Begin Data shown
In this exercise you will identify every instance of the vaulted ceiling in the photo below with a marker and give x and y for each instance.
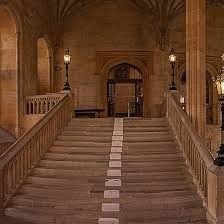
(60, 9)
(164, 12)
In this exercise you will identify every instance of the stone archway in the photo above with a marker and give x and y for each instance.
(9, 94)
(18, 39)
(140, 62)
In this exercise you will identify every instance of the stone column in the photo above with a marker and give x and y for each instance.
(19, 85)
(215, 210)
(195, 64)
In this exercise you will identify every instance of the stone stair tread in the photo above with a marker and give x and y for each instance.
(68, 184)
(43, 216)
(85, 138)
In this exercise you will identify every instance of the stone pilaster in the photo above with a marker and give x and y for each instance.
(196, 65)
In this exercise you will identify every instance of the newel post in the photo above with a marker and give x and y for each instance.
(1, 192)
(215, 211)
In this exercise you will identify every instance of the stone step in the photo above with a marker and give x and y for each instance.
(151, 144)
(85, 138)
(129, 129)
(146, 124)
(73, 164)
(178, 215)
(147, 133)
(88, 133)
(93, 120)
(106, 157)
(95, 204)
(140, 139)
(88, 128)
(76, 157)
(52, 216)
(81, 150)
(81, 143)
(92, 124)
(97, 177)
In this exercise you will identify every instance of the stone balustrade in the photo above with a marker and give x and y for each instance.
(40, 104)
(195, 151)
(17, 162)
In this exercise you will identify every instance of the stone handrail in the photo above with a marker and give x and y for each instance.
(40, 104)
(17, 162)
(196, 153)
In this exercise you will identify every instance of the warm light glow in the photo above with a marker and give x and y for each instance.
(182, 99)
(172, 56)
(220, 79)
(67, 57)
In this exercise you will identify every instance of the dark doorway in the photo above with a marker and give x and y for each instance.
(125, 91)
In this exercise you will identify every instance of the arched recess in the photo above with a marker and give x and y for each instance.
(44, 64)
(211, 91)
(104, 76)
(9, 33)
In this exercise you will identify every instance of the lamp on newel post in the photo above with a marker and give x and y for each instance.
(67, 61)
(219, 161)
(172, 59)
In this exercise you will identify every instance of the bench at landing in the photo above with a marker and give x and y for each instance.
(92, 113)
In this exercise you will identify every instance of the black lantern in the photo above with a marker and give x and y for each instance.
(67, 61)
(219, 161)
(172, 59)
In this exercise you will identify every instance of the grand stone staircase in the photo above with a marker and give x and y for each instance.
(68, 185)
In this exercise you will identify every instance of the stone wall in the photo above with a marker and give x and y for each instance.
(110, 26)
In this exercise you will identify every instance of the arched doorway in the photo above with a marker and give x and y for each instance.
(8, 71)
(43, 67)
(125, 91)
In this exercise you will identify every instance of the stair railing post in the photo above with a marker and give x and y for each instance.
(1, 192)
(215, 180)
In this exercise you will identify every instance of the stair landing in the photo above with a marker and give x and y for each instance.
(109, 171)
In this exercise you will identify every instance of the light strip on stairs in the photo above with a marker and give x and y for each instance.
(112, 173)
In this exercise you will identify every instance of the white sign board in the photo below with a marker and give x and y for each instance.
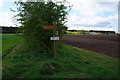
(54, 38)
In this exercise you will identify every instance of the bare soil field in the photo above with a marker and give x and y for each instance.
(105, 44)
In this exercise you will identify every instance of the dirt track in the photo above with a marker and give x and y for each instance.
(99, 43)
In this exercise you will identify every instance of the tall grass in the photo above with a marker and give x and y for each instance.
(71, 63)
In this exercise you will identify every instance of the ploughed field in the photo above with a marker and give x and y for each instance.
(105, 44)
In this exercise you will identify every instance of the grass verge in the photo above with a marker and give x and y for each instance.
(71, 63)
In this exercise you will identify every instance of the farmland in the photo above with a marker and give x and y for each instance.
(105, 44)
(71, 62)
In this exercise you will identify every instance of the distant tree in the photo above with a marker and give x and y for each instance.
(35, 15)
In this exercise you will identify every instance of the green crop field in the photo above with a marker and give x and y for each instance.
(71, 62)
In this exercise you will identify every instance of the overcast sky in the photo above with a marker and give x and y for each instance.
(85, 14)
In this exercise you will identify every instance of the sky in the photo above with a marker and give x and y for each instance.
(84, 15)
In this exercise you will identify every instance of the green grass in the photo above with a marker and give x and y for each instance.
(71, 63)
(8, 42)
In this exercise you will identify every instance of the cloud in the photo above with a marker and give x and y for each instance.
(93, 15)
(6, 19)
(1, 3)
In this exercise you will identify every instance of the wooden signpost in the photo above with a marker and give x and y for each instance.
(54, 33)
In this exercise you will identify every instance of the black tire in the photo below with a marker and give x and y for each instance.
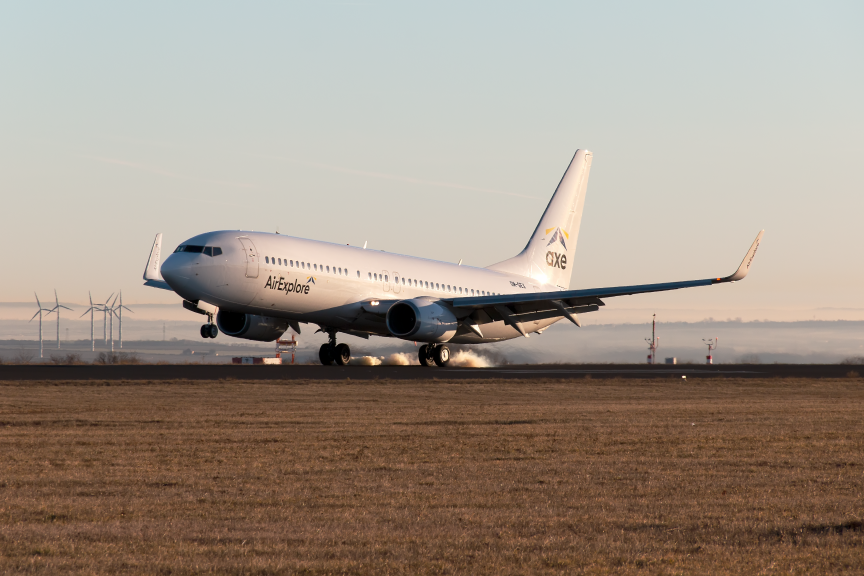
End Data shown
• Aim: State how many lines of the records contain the word "black", treating uppercase and lowercase letters as distinct. Give only the number.

• Solution to the problem: 2